◆ Selected text
D.C. Thornton knows that as well as anyone because he has been in the cab during one of those near collisions.
“We’ve had instances where people had to slam on the brakes to keep from hitting us while we were going down the road,” said Thornton, a farmer who lives in Rogersville, Alabama. “Fortunately, we’ve never been in an accident on the road with one of the tractors or pieces of equipment. We’ve been lucky. Others haven’t.”
Darryal Ray, a spokesman for the Alabama Farmers Federation in Montgomery, said most farmers have a story to tell about being involved in a crash or near collision while moving their equipment along a public road.
He said six fatalities and 120 wrecks involving farm machinery on Alabama roads were reported in 2007.
In the previous year, two fatalities from 104 wrecks were reported. Three deaths and 106 wrecks were reported in 2005.
In an effort to reduce the number of accidents involving farm machinery on state roads, the Farmers Federation is teaming with the Alabama Department of Public Safety and Alabama Department of Transportation to increase awareness of slow-moving vehicles on public roads. The program is being called Farmer at Work.
Jesse LaPrade, an Alabama Cooperative Extension System Specialist who tracks farm equipment accidents around the state, said most wrecks occur because the motorist is not paying attention.

◆ Data excerpts
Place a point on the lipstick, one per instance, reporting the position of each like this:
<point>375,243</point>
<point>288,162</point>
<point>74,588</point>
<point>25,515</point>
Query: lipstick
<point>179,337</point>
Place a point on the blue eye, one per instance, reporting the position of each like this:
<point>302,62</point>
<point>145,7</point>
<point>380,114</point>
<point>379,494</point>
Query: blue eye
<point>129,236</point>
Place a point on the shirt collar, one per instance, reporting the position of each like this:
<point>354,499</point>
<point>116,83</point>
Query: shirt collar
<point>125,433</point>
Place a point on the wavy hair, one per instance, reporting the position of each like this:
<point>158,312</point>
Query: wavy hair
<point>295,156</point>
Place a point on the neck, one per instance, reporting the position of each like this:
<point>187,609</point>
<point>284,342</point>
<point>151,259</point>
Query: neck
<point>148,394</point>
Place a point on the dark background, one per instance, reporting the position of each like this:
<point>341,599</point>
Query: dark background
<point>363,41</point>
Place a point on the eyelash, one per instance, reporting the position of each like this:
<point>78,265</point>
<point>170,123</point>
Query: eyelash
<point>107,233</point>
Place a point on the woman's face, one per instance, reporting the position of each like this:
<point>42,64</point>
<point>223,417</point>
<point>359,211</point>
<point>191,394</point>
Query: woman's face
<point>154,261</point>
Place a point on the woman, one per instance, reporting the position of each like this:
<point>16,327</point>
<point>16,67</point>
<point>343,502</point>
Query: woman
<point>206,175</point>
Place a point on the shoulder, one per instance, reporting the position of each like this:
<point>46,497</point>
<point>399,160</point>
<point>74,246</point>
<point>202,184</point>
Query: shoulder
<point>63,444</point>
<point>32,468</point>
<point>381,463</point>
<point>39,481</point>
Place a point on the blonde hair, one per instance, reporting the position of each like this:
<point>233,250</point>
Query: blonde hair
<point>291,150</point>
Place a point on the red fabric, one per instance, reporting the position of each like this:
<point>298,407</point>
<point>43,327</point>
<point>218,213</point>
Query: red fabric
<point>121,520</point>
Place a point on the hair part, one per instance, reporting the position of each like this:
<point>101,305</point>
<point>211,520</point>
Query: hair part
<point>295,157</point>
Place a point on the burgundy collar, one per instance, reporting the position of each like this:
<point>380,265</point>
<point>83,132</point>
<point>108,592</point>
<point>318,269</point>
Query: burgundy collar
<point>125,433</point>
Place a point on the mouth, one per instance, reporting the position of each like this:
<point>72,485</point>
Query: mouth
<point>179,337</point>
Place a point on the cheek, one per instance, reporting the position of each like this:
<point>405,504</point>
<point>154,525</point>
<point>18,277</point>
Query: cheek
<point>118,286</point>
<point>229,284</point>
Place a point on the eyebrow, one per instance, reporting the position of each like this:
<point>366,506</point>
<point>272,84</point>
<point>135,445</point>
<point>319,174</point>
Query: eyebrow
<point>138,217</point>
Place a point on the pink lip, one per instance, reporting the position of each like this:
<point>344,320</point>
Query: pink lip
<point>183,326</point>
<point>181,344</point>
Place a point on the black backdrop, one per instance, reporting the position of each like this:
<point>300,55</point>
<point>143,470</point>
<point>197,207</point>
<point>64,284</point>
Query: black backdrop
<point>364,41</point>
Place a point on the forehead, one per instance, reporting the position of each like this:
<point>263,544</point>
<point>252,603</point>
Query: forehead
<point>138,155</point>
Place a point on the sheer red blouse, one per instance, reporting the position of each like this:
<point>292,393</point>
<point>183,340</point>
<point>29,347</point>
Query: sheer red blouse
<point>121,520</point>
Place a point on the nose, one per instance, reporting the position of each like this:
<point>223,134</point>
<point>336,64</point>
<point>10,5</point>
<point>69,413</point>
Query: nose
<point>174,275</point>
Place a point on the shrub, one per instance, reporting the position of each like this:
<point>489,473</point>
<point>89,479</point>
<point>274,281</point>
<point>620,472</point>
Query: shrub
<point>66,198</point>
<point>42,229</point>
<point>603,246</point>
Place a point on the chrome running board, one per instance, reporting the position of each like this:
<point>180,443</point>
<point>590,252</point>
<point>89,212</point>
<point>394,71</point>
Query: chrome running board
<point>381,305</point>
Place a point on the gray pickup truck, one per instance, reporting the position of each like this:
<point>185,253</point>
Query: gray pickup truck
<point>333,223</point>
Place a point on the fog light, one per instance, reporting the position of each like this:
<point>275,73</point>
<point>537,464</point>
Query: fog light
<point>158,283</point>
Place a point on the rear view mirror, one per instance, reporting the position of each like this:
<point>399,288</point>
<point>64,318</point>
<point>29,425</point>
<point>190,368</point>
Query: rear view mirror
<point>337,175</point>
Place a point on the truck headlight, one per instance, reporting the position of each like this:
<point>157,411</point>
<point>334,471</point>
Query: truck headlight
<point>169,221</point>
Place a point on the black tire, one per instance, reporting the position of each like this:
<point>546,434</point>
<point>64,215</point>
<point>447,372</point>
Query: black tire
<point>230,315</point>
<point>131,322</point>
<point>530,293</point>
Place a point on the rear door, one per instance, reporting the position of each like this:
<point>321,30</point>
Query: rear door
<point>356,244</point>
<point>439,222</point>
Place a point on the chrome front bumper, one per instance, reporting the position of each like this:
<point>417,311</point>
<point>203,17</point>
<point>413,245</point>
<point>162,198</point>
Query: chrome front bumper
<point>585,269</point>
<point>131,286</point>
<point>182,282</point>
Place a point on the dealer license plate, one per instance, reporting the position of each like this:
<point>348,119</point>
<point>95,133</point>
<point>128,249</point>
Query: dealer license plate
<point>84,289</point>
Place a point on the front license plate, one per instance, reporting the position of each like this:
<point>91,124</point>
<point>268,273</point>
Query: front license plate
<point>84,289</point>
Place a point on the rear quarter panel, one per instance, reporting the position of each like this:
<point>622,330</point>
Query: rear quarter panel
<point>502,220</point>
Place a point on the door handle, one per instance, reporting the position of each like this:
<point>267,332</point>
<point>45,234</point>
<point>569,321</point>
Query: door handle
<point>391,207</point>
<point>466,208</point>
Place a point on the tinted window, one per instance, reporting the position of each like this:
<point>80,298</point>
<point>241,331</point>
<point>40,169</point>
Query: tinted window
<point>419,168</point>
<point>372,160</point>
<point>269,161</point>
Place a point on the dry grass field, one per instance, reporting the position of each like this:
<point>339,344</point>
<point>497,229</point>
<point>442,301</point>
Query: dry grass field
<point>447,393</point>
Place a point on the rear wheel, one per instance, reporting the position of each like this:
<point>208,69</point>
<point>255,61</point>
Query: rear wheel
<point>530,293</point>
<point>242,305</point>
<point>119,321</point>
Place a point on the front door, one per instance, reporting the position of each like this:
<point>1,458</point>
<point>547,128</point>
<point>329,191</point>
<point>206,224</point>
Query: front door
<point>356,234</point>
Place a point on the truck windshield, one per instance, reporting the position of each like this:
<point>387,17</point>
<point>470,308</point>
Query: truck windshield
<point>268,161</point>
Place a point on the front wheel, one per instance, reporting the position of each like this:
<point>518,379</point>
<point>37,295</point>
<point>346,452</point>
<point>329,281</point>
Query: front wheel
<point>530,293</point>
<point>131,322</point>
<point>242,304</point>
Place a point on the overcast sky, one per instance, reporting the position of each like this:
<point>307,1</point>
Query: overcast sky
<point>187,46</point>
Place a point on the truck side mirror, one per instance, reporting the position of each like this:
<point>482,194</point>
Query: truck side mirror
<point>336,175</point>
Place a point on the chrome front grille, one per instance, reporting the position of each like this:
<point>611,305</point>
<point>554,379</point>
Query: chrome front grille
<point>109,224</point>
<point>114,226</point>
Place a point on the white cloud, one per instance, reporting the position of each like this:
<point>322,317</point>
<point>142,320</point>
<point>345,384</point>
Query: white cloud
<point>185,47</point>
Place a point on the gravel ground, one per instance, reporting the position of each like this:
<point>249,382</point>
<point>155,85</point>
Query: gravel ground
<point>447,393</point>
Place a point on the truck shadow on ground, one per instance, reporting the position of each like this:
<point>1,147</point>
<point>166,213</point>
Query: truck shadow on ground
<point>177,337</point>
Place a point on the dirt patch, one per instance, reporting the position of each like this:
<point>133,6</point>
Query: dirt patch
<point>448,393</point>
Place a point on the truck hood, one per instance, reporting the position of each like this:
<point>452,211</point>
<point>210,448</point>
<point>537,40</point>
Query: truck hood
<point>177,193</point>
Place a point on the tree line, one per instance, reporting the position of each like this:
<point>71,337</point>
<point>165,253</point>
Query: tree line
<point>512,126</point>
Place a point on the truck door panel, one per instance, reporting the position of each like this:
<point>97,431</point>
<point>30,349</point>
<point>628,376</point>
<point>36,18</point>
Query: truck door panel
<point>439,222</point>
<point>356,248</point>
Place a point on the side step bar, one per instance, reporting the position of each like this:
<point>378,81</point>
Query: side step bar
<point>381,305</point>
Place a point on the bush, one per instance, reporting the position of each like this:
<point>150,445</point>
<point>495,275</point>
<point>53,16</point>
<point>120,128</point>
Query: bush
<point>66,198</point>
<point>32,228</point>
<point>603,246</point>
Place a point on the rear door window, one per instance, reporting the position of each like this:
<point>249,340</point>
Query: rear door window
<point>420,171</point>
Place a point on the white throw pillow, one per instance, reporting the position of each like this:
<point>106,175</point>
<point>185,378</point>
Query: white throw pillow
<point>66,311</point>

◆ Requirement 1
In the article on farm machinery crashes on Alabama roads, how many fatalities and wrecks were reported in 2007?
◆ Requirement 2
Carry on the article on farm machinery crashes on Alabama roads from where it stops.

◆ Output 1
Six fatalities and 120 wrecks.

◆ Output 2
“A lot of people simply don’t watch what’s happening down the road in front of them,” LaPrade said. “That’s not good. I don’t know what we need to do to train them better.”
He said many motorists don’t know that an orange triangle affixed to the rear of a vehicle means that it has a maximum speed of no more than 25 mph.
“Some people don’t have a clue what a slow-moving vehicle sign means. We’ve got to get the message out what those signs mean.”
The signs have been used since 1971.
As part of the Farmer at Work program, advertisements will be run in newspapers and magazines and public service announcements will be broadcast on television and radio stations around the state in an effort to increase awareness.
LaPrade said many motorists don’t realize that it takes less than five seconds to close a 100-yard gap between a vehicle traveling 55 mph and a farm machine traveling 25 mph.
He said motorists need to slow down as soon as they see a slow-moving vehicle and then pass when it is safe.
Greenhill farmer R.L. Behel said most Shoals motorists are polite when he has to travel on a state or county road with a farm machine.
“Most people are patient, but every once in a while you get a smart aleck who will start blowing their horn and almost run over you trying to get around you,” he said.
Behel said he pulls over when possible to allow traffic to pass, but sometimes there isn’t enough room to pull off the road.
The speed limit on rural roads in Alabama is 45 mph unless otherwise posted.
Ray said farmers try to drive their machines on public roads as little as possible, but urban sprawl had made that increasingly difficult. Most farmers have to use public roads to move their equipment between fields that might be several miles apart.
“Everyone just needs to be on the lookout for slow-moving vehicles when they are traveling in farming areas and be prepared to slow down,” LaPrade said.